• _Written instruction_:
Reproduce verbatim the stretch of rows below from the line containing "Segment every instance of the pendant" through the last line of the rows, and nothing else.

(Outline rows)
-----

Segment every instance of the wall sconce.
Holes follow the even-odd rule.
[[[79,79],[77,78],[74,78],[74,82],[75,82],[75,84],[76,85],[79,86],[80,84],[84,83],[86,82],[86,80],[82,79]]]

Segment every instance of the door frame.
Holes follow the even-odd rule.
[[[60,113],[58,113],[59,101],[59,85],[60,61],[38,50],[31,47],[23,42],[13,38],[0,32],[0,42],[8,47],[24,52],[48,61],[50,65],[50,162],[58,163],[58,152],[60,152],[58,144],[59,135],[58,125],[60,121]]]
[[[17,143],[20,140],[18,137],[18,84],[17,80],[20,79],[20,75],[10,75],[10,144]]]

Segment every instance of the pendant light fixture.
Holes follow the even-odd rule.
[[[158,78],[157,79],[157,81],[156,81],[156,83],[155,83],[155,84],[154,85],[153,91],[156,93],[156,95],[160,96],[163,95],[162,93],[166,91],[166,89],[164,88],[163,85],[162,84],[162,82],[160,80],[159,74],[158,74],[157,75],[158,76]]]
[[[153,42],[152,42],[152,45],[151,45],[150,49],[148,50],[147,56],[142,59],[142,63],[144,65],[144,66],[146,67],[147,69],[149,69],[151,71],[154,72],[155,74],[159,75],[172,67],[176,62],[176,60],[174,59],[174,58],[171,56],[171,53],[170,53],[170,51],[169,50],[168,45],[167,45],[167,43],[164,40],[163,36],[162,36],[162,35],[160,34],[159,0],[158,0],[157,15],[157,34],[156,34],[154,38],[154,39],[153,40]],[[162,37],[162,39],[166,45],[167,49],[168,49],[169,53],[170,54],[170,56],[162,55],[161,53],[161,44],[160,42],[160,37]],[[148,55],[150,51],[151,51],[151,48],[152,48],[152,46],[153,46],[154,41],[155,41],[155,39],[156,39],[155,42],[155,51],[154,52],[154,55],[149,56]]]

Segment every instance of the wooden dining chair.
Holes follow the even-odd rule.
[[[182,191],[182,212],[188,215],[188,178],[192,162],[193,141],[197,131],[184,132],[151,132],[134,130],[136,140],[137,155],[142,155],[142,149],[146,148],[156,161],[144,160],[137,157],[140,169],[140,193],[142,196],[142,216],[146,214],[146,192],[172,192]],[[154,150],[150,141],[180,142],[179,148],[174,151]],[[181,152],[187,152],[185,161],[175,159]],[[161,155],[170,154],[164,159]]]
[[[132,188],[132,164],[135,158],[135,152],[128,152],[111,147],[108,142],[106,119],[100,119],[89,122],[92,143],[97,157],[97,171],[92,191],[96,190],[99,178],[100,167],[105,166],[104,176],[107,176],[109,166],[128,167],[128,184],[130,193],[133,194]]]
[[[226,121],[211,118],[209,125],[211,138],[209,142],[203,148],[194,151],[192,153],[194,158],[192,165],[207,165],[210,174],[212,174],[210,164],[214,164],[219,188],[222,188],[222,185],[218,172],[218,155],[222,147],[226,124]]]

-----

• _Exercise solution_:
Segment every instance of the pendant light fixture.
Holes follow the even-odd rule.
[[[158,78],[157,79],[157,81],[156,81],[156,83],[155,83],[155,84],[154,85],[153,91],[156,93],[156,95],[160,96],[163,95],[162,93],[166,91],[166,89],[164,88],[163,85],[162,84],[162,82],[160,80],[159,74],[158,74],[157,75],[158,76]]]
[[[153,42],[152,42],[152,45],[151,45],[150,49],[148,50],[147,56],[142,59],[142,63],[144,65],[144,66],[146,67],[147,69],[149,69],[151,71],[154,72],[155,74],[159,75],[172,67],[176,62],[176,60],[174,59],[174,58],[171,56],[171,53],[170,53],[170,51],[169,50],[168,45],[167,45],[167,43],[164,40],[163,36],[162,36],[162,35],[160,34],[159,0],[158,0],[157,15],[157,34],[156,34],[154,38],[154,39],[153,40]],[[162,37],[162,39],[166,45],[167,49],[168,49],[169,53],[170,54],[170,56],[162,55],[161,53],[161,44],[160,42],[160,37]],[[148,55],[150,51],[151,51],[151,48],[152,48],[152,46],[153,46],[154,41],[155,41],[155,39],[156,39],[155,42],[155,51],[154,52],[154,55],[149,56]]]

Segment every instance of the wooden dining chair.
Holes follow the even-odd rule.
[[[182,191],[182,212],[188,215],[188,178],[192,162],[193,141],[197,131],[184,132],[151,132],[134,130],[136,140],[137,155],[142,155],[142,149],[146,148],[156,161],[144,160],[137,157],[140,169],[140,193],[142,196],[142,216],[146,214],[146,192],[172,192]],[[154,150],[150,141],[180,142],[179,148],[174,151]],[[181,152],[187,152],[185,161],[175,159]],[[161,155],[170,154],[164,159]]]
[[[132,188],[132,164],[135,158],[135,152],[128,152],[111,147],[108,142],[106,119],[100,119],[89,122],[92,143],[97,157],[97,171],[92,191],[96,190],[99,178],[100,167],[105,166],[104,176],[107,176],[109,166],[128,167],[128,184],[130,193],[133,194]]]
[[[226,121],[211,118],[209,125],[211,138],[209,142],[203,148],[194,151],[192,153],[194,158],[192,165],[207,165],[210,174],[212,174],[210,164],[214,164],[219,188],[222,188],[222,185],[218,172],[218,155],[222,147],[226,124]]]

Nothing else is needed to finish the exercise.